" Osons un débat éclairé "

Retarder la réaction de la politique monétaire est inefficace

Depuis 1980, les banques centrales essaient de maintenir le taux d’inflation à 2 %, en utilisant des outils de politique monétaire réactifs. Pourquoi la BCE a-t-elle attendu que l’inflation de la zone euro atteigne 4,5 % pour réagir et avec quelles conséquences, questionne Patrick Artus.

Dans le passé, la politique monétaire (des États-Unis, de la zone euro) réagissait très rapidement à tout risque d’inflation. Dès que les salaires accéléraient les Banques Centrales commençaient à augmenter leur taux d’intérêt.

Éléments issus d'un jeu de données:
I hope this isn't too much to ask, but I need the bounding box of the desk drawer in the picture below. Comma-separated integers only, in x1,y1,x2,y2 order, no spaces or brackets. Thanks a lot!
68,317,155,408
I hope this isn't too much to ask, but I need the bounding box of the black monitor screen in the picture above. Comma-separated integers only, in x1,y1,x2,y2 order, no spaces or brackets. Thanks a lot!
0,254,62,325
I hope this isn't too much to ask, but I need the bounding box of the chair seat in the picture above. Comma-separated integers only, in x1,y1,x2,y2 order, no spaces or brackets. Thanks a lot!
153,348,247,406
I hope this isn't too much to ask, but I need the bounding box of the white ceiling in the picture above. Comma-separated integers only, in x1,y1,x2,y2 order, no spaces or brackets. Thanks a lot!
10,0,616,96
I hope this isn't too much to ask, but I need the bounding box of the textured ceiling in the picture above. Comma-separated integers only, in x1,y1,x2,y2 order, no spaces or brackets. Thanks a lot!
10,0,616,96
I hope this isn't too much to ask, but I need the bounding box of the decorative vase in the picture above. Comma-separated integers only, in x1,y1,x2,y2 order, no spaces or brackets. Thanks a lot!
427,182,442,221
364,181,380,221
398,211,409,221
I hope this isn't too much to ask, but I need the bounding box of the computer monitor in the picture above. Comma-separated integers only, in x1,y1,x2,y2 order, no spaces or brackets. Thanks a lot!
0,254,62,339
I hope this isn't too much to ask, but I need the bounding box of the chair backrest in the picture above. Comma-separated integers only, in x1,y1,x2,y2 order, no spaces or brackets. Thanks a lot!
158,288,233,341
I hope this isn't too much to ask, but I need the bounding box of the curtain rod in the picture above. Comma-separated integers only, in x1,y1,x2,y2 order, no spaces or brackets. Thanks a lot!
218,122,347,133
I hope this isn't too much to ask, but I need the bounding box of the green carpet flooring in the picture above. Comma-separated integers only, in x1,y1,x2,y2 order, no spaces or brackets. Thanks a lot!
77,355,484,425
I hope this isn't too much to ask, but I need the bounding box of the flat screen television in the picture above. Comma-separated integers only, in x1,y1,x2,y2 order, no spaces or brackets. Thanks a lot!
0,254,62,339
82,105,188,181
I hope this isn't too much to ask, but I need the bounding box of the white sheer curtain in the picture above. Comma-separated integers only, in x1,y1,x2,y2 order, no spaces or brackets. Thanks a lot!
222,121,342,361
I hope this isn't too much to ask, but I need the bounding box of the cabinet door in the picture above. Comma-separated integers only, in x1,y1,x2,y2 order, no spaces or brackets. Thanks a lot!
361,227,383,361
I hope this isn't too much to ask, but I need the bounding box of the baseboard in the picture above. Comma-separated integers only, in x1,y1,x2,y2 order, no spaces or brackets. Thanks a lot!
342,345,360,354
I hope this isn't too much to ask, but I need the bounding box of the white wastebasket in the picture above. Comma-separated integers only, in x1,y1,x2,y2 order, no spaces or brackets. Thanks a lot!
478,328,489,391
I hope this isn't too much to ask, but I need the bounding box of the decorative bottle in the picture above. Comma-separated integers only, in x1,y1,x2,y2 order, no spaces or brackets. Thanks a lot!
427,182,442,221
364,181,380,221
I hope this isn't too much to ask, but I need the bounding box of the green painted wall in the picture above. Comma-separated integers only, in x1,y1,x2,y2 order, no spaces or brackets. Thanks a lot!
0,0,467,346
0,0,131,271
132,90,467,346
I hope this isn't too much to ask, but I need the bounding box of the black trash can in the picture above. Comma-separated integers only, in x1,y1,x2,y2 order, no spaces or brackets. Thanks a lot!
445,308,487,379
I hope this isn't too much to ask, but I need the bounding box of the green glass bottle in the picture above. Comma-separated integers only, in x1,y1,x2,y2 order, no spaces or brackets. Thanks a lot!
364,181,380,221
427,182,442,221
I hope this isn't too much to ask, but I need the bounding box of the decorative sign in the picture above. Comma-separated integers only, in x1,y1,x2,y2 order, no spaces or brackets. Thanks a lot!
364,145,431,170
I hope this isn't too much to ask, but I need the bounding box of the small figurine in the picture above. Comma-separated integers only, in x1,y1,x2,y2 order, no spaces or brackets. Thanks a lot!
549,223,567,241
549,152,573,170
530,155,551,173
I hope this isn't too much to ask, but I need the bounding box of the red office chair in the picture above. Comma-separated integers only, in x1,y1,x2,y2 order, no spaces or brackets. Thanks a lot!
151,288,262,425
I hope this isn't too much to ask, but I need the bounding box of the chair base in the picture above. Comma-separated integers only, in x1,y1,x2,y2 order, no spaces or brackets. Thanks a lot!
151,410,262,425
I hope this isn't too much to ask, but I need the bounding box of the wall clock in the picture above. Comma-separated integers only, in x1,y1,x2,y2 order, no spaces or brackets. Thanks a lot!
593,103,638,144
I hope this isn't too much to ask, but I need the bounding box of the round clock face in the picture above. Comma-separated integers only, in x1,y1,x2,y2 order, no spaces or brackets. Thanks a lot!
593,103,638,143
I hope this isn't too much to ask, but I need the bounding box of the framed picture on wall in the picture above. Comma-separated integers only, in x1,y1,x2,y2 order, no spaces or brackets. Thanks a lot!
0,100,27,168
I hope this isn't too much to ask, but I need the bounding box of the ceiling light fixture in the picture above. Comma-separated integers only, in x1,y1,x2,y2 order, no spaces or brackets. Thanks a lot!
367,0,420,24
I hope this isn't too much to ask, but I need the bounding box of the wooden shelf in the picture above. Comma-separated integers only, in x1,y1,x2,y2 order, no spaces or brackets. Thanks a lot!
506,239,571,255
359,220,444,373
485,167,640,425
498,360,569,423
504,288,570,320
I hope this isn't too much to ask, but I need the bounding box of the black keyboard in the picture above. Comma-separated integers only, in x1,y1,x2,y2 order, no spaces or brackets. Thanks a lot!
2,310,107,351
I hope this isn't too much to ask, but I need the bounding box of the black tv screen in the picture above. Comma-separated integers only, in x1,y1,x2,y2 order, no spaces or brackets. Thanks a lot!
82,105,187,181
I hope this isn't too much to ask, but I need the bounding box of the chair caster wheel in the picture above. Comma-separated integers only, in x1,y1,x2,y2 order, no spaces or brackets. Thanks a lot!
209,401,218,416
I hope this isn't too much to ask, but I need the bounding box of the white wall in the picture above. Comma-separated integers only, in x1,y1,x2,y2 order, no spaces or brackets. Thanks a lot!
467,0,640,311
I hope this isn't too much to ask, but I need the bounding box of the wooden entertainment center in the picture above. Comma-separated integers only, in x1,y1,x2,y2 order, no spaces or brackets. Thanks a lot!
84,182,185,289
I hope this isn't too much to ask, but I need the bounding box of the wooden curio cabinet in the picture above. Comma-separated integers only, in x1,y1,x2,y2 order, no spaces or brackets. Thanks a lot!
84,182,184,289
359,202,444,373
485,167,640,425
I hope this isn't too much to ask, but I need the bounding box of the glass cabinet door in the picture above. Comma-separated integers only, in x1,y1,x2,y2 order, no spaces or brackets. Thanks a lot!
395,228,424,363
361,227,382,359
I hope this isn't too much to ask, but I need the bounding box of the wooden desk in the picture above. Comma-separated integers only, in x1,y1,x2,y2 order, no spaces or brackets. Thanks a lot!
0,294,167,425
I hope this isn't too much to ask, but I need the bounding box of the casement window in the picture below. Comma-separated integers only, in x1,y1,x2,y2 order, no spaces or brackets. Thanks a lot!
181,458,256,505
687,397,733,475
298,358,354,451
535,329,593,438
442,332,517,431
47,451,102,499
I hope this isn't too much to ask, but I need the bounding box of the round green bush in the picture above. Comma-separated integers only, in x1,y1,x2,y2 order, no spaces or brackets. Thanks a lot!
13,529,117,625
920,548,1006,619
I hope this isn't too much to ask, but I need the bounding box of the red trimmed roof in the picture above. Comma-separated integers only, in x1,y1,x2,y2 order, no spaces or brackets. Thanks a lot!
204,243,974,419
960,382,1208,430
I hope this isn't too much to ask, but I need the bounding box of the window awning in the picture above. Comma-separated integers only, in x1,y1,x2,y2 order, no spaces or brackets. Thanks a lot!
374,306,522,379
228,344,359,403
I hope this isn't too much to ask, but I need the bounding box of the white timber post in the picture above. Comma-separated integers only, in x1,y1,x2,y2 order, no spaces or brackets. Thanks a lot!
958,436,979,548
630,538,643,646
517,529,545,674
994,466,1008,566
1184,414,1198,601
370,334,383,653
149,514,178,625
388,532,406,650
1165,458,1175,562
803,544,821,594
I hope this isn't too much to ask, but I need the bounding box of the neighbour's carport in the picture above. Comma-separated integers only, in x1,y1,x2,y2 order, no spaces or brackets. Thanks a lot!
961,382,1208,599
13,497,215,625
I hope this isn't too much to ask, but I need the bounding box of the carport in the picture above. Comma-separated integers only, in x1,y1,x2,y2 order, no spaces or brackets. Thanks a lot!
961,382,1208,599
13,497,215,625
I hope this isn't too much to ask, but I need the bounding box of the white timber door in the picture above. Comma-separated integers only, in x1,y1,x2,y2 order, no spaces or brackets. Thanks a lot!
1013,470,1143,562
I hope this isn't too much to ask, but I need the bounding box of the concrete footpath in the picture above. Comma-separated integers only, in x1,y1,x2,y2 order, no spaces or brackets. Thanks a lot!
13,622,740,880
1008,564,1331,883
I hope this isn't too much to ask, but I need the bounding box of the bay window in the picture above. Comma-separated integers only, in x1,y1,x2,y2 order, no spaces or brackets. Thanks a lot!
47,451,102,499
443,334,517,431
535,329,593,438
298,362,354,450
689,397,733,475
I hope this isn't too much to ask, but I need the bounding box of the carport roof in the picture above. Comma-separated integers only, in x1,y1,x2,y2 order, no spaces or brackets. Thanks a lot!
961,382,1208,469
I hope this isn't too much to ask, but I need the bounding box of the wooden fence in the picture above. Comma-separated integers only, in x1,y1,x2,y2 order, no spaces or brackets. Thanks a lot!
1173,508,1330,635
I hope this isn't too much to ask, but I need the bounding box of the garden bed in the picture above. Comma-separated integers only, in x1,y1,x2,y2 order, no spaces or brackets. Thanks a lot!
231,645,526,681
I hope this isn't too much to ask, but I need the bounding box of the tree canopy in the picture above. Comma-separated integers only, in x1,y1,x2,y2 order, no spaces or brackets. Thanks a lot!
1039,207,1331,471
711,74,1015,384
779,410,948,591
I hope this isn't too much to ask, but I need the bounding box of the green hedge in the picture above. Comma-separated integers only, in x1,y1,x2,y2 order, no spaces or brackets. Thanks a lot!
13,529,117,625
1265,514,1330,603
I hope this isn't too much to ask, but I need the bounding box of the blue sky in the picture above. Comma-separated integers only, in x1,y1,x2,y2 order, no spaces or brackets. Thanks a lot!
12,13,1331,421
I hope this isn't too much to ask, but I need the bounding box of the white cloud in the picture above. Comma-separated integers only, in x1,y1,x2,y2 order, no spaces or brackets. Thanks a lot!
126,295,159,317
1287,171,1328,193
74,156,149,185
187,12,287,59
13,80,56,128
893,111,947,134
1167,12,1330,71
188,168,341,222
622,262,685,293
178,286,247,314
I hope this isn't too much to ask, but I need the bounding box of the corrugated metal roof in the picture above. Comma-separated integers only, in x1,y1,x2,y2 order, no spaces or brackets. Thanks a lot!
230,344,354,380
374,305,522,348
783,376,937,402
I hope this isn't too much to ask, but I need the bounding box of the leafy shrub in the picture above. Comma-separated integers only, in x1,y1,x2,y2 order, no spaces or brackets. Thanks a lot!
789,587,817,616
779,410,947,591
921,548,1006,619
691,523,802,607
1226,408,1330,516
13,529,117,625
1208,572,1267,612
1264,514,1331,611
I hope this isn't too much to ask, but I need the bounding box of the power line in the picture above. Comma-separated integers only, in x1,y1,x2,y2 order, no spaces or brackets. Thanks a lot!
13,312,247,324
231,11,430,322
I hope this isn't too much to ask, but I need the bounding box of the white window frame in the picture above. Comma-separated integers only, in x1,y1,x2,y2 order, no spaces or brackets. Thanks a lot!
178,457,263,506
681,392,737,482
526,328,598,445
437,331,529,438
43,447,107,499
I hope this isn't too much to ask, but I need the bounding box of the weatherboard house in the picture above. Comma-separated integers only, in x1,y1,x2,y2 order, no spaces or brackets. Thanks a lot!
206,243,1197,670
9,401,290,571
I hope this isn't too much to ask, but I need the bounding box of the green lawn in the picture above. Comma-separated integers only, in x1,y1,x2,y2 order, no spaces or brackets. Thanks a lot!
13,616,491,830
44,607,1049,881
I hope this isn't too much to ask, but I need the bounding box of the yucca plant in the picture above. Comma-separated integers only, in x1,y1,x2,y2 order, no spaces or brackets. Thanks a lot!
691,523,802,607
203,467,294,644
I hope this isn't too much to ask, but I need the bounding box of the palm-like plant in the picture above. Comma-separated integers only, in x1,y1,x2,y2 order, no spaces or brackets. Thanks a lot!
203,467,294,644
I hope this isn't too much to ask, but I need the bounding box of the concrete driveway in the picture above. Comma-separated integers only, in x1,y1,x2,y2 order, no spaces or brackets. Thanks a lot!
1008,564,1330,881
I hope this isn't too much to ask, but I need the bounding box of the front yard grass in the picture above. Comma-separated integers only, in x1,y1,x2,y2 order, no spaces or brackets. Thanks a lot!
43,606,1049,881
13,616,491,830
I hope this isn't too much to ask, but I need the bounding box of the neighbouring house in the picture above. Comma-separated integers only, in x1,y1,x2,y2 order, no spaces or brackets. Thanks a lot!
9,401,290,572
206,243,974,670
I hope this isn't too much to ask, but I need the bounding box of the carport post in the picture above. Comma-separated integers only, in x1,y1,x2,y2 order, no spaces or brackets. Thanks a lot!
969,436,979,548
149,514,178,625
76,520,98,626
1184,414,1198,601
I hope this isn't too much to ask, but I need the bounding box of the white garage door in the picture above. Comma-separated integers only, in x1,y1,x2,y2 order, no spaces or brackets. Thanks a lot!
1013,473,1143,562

#### [CONSIGNE 1]
Recopiez le passage du texte sur la politique monétaire qui commence par "Depuis 1980, les" et se poursuit jusqu'à "leur taux d’intérêt.".
#### [CONSIGNE 2]
Répondez aux questions suivantes d'après le texte sur la politique monétaire.
(a) Depuis quelle année les banques centrales essaient-elles de maintenir le taux d'inflation à 2 % ?
(b) Quel taux d'inflation de la zone euro la BCE a-t-elle attendu avant de réagir ?
(c) Que faisaient les banques centrales dès que les salaires accéléraient ?
#### [CONSIGNE 3]
Prolongez le texte sur la politique monétaire à la suite de sa dernière phrase.

#### [RÉPONSE ATTENDUE 1]
Depuis 1980, les banques centrales essaient de maintenir le taux d’inflation à 2 %, en utilisant des outils de politique monétaire réactifs. Pourquoi la BCE a-t-elle attendu que l’inflation de la zone euro atteigne 4,5 % pour réagir et avec quelles conséquences, questionne Patrick Artus.

Dans le passé, la politique monétaire (des États-Unis, de la zone euro) réagissait très rapidement à tout risque d’inflation. Dès que les salaires accéléraient les Banques Centrales commençaient à augmenter leur taux d’intérêt.

#### [RÉPONSE ATTENDUE 2]
(a) Depuis 1980.
(b) 4,5 %.
(c) Elles commençaient à augmenter leur taux d'intérêt.

#### [RÉPONSE ATTENDUE 3]
Cela s’est produit par exemple à partir de 1998 ou de 2016, bien avant le pic d’inflation de 2000 et au début de 2008. Cette politique était logique compte tenu du long délai entre les hausses des taux d’intérêt et leur effet sur l’inflation sous-jacente. En moyenne, il faut un an aux États-Unis et un an et demi dans la zone euro, entre le moment où la politique monétaire devient réellement restrictive et celui où l’inflation sous-jacente recule.

La méthode « traditionnelle »

Si les Banques Centrales passent à une politique monétaire qui anticipe l’inflation future, elles parviennent à contrôler l’inflation, à éviter qu’elle devienne forte. C’est cette politique qui a été menée depuis le passage à une politique de contrôle de l’inflation au début des années 1980 jusqu’à la poussée d’inflation de 2007.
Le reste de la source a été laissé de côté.